*What this task involves*:
Translate this sentence from the text about two Detective Comics issues below into Spanish: "After seeing a diamond expanded to the size of a basketball, crook Jay Vanney tries to steal the inventions."

*Text passage*:

Detective Comics #242 [April 1957] cover-features “The Underworld Bat-Cave” by an unknown writer. I seem to recall Leigh Brackett did some writing for DC Comics. Could she be the mysterious wordsmith? The cover was drawn by Moldoff with the interior story bu Moldoff and Paris.

A treasure hunt stunt is part of a plan to discover the location of the Bat-Cave and Batman’s secret identity. The criminals expose a flaw in the Cave’s security protocols, but Batman, Robin and Alfred foil them with an elaborate plan of their own.  

                                                                              



Batman gets large in Detective Comics #243 [May 1957]. “Batman the Giant is by Hamilton, Dick Sprang and Paris. The cover is drawn by Moldoff. A scientist creates two remarkable inventions:

“My maximizer enlarges any object by drawing cosmic electricity to expand its atoms! My minimizer diminishes by the reverse process.”

After seeing a diamond expanded to the size of a basketball, crook Jay Vanney tries to steal the inventions. Batman is struck by the enlarging way and grows to thirty feet. Vanney only gets away with the minimizer. Batman is banned from Gotham, but he has the machine  Vanney wants. Their showdown takes an unexpected turn.

*Dataset entries*:

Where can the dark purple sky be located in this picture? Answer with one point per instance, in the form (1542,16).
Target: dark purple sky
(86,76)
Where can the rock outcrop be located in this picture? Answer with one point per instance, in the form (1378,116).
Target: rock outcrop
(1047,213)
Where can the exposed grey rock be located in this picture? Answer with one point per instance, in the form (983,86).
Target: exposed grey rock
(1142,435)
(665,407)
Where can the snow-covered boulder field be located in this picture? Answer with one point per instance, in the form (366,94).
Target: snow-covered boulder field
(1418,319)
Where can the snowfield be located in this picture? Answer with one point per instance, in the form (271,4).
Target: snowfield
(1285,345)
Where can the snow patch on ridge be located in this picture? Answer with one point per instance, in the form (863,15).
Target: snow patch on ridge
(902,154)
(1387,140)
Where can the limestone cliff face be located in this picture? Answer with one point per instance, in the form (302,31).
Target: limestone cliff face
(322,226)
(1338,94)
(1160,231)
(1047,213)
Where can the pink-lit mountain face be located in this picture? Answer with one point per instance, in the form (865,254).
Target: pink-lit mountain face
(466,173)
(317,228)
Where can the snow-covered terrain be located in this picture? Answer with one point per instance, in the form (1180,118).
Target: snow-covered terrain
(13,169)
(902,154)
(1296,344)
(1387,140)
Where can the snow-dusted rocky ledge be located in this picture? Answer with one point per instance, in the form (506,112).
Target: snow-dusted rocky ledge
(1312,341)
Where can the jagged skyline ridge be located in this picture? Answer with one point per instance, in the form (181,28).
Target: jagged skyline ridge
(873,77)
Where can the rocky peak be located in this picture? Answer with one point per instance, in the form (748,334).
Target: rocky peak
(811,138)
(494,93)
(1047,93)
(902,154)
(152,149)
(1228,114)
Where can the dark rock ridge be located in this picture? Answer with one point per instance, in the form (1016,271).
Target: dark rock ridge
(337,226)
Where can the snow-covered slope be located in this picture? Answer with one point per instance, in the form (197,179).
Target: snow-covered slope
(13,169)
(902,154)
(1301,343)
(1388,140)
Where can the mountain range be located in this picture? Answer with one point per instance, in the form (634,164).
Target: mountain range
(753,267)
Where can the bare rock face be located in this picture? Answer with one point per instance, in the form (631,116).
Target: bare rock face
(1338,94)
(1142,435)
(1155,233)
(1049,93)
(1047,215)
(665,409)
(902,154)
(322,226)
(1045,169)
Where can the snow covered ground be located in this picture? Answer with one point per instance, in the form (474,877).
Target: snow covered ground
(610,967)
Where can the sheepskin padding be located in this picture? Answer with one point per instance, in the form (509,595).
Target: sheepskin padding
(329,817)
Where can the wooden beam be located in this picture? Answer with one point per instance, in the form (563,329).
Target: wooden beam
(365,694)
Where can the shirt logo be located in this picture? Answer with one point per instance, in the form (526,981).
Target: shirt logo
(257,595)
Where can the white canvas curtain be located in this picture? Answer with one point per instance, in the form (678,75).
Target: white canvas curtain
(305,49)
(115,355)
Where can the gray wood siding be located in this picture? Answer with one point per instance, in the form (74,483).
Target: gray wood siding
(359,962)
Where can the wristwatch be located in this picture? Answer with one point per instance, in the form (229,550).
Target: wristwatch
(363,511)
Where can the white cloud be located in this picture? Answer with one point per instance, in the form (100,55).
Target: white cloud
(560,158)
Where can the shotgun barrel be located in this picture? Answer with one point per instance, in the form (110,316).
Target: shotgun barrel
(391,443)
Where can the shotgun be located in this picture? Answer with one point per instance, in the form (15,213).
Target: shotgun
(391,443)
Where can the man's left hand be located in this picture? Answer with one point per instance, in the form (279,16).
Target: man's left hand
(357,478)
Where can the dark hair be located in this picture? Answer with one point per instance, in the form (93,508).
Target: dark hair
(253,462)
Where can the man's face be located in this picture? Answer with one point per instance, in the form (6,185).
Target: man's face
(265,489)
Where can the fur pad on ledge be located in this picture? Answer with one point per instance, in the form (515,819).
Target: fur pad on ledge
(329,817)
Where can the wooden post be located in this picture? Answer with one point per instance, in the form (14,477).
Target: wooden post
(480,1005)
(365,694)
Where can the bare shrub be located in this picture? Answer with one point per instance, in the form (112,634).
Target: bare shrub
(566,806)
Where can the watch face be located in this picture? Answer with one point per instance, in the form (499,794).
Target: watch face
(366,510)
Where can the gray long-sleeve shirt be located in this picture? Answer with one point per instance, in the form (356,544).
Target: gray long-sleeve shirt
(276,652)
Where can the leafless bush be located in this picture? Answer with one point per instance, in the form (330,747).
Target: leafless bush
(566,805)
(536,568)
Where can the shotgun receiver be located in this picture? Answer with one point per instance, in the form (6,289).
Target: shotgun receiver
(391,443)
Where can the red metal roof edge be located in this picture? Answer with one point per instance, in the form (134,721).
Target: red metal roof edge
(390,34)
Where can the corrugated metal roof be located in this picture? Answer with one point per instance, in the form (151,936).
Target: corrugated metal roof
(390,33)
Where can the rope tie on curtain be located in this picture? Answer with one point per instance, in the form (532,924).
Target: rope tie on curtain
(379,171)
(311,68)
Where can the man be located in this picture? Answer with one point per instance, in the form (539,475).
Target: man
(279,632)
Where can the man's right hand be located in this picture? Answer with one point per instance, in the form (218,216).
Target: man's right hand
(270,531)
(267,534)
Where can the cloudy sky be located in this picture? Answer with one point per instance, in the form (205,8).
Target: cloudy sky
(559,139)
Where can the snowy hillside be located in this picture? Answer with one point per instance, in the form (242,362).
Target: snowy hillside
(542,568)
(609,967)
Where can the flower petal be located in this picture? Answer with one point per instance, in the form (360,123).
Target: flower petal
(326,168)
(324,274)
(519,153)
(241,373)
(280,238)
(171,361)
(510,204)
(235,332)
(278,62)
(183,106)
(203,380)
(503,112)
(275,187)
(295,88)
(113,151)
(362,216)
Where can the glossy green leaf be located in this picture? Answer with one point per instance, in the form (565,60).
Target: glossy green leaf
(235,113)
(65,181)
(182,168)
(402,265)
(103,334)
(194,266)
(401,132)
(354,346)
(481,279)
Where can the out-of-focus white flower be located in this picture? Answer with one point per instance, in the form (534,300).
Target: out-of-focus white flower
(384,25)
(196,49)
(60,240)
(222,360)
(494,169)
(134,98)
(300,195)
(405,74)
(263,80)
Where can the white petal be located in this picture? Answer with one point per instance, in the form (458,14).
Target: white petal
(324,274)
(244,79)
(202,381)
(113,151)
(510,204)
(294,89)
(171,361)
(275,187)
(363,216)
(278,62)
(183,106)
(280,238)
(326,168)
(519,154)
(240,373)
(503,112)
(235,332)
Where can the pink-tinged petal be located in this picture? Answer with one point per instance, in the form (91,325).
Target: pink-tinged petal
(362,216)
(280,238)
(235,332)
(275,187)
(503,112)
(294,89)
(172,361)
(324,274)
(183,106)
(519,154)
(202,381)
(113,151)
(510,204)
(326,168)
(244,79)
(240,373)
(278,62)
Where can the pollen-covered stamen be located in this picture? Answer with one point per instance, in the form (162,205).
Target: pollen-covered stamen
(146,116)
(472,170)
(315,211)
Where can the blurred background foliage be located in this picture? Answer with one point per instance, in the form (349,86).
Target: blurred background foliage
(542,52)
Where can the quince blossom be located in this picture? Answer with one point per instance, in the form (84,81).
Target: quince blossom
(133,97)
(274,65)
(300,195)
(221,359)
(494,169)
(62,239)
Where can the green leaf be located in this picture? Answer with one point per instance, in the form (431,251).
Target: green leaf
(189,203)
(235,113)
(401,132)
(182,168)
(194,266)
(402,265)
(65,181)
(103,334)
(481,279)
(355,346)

*Written answer*:
Después de ver un diamante agrandado hasta el tamaño de una pelota de baloncesto, el delincuente Jay Vanney intenta robar los inventos.